(Seçilen Bölüm):
"""

Kur’an ayetlerini dikkatlice incelediğimizde, Kur’an’a göre muvahhit kişi, hem Allah’ı Allah olarak bilmeli, hem yaratıcı olarak, hem tekvini olarak, hem teşrii olarak, hem ilah olarak ve hem de mabut olarak. Tanrısallık'a inanç ve tanrısallıkta birlik son aşamada gerçekleştiği için (tanrısallıkta tevhit), tüm kalbi dereceleri de kendisinde barındırmaktadır. Dolayısıyla İslam’da “la ilahe illallah”[44] tevhidi şiar, saadet ve kurtuluş yolu olarak karar kılınmıştır.
Başka bir ifadeyle, bir önceki mertebede tevhit gerekli olsa da yeterli değildir, bilakis kişi Allah’tan başka ilah olmadığına, tapılmanın Ona özgü olduğuna ve Ondan başka kimseye ibadet edilmeyeceği inancına da ulaşmalıdır. Burası, tevhidin nisap ölçüsüdür. Bu esasa göre, kişinin tevhit inancı tanrısallıkta tevhide ulaşmazsa, kendi nisabında tevhide ulaşmamıştır.[45]
Elbette hevaperestlik, makamperestlik ve riya her ne kadar ahlaki olarak çirkin olsalar da kişinin Müslümanlık dairesinden çıkmasına neden olmazlar.[46]
Şirk
Tevhidin mertebe ve dereceleri olduğu gibi şirkin de kendi yerinde derece ve aşamaları vardır. Peygamberlerin davet ettiği tevhit karşısında çeşitli şirkler de bulunmaktadır.

"""

(Yönergeler):
1 – Tevhit hakkındaki metne göre İslam'da "la ilahe illallah" neden saadet ve kurtuluş yolu olarak belirlenmiştir?
2 – Tevhit hakkındaki metinden "Başka bir ifadeyle, bir" ifadesinden başlayıp "şirkler de bulunmaktadır." ifadesi de dahil olmak üzere o kısmı aynen aktarır mısın?

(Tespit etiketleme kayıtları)
"""

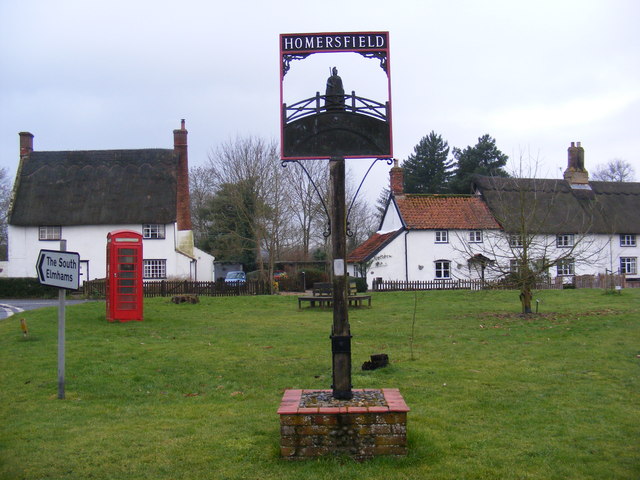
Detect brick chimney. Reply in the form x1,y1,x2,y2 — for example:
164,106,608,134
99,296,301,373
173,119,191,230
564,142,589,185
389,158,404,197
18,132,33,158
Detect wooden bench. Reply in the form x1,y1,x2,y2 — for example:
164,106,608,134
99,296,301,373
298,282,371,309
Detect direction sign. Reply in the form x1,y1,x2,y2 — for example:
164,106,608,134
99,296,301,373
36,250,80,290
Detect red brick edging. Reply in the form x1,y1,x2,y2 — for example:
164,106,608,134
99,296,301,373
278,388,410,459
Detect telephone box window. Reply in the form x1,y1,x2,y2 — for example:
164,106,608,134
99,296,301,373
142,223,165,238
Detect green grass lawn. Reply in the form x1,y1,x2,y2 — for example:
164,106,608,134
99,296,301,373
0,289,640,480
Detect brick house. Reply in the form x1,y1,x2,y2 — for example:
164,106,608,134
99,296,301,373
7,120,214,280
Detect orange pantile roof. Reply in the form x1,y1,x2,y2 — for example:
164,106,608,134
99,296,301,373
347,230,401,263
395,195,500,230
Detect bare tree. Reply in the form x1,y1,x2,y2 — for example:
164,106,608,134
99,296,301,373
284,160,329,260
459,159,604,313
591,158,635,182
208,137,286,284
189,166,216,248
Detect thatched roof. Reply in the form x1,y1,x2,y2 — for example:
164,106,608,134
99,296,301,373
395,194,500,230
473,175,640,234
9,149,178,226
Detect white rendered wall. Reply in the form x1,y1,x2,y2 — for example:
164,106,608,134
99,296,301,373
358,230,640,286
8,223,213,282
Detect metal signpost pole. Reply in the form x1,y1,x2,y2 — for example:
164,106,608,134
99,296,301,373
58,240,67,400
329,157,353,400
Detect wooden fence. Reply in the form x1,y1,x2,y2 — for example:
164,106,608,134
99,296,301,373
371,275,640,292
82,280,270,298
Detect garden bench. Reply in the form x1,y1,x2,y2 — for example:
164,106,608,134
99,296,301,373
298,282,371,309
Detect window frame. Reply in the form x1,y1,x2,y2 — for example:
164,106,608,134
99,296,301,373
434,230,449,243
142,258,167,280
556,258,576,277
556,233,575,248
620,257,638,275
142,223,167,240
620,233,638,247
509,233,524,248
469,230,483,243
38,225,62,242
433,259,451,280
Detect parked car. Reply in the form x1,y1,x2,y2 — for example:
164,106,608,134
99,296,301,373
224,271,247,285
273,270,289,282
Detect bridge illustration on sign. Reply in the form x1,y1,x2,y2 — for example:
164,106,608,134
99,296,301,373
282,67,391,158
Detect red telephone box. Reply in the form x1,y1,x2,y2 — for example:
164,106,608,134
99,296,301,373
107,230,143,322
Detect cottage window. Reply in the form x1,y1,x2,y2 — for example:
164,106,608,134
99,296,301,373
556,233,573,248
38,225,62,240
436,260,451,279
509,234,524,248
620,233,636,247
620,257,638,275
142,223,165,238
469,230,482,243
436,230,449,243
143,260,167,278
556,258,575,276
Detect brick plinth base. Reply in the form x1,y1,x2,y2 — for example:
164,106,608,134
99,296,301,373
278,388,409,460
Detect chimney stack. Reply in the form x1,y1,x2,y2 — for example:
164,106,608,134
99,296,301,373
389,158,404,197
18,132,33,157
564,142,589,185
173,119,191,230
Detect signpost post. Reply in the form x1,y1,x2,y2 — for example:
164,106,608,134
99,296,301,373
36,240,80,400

"""
"""

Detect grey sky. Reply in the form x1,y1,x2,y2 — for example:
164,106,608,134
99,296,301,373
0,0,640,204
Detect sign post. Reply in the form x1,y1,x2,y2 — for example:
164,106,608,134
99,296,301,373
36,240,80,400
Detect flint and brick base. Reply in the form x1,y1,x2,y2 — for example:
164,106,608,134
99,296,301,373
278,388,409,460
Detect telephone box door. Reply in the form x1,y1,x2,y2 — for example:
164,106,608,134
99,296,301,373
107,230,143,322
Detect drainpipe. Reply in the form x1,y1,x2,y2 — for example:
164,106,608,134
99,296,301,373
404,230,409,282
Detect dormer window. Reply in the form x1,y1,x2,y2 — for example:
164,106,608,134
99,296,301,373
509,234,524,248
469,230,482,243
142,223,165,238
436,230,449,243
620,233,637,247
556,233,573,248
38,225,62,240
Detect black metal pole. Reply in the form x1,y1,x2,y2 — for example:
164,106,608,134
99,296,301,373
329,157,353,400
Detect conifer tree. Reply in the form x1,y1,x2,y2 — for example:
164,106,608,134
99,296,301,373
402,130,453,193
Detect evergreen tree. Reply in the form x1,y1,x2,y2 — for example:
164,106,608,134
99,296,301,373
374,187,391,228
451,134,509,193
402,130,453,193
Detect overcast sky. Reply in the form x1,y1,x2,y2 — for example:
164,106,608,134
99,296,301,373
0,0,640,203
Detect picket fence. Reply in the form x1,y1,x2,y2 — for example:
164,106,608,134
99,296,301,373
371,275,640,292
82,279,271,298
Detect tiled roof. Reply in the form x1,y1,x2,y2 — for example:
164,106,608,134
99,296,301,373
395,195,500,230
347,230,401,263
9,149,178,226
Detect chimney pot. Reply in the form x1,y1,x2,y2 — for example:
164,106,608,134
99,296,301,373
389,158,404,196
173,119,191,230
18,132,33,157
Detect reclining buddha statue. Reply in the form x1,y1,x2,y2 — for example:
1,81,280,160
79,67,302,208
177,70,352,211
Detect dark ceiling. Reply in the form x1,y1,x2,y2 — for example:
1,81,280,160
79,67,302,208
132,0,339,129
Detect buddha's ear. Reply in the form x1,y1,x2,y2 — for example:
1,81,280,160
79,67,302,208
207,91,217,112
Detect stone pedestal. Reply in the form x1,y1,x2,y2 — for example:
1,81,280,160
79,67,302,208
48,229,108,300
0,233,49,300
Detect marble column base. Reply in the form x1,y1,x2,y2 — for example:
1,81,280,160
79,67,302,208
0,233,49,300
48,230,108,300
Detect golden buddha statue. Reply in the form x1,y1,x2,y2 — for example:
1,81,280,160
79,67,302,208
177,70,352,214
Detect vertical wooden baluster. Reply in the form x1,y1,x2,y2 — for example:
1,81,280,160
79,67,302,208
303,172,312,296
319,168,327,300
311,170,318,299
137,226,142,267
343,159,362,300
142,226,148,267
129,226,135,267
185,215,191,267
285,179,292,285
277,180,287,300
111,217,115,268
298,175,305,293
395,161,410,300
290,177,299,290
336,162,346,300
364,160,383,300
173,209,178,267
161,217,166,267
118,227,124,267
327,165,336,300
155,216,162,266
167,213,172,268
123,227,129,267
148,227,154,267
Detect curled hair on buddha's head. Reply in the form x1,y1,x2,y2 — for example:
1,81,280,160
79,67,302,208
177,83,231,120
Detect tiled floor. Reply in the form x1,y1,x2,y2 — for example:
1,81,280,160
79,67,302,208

"""

(Görev Yanıtları):
1 – Tanrısallığa inanç ve tanrısallıkta birlik son aşamada gerçekleşir. Bu yüzden tanrısallıkta tevhit tüm kalbi dereceleri kendisinde barındırır. Bu nedenle "la ilahe illallah" tevhidi şiarı saadet ve kurtuluş yolu olarak karar kılınmıştır.

2 –
Başka bir ifadeyle, bir önceki mertebede tevhit gerekli olsa da yeterli değildir, bilakis kişi Allah’tan başka ilah olmadığına, tapılmanın Ona özgü olduğuna ve Ondan başka kimseye ibadet edilmeyeceği inancına da ulaşmalıdır. Burası, tevhidin nisap ölçüsüdür. Bu esasa göre, kişinin tevhit inancı tanrısallıkta tevhide ulaşmazsa, kendi nisabında tevhide ulaşmamıştır.[45]
Elbette hevaperestlik, makamperestlik ve riya her ne kadar ahlaki olarak çirkin olsalar da kişinin Müslümanlık dairesinden çıkmasına neden olmazlar.[46]
Şirk
Tevhidin mertebe ve dereceleri olduğu gibi şirkin de kendi yerinde derece ve aşamaları vardır. Peygamberlerin davet ettiği tevhit karşısında çeşitli şirkler de bulunmaktadır.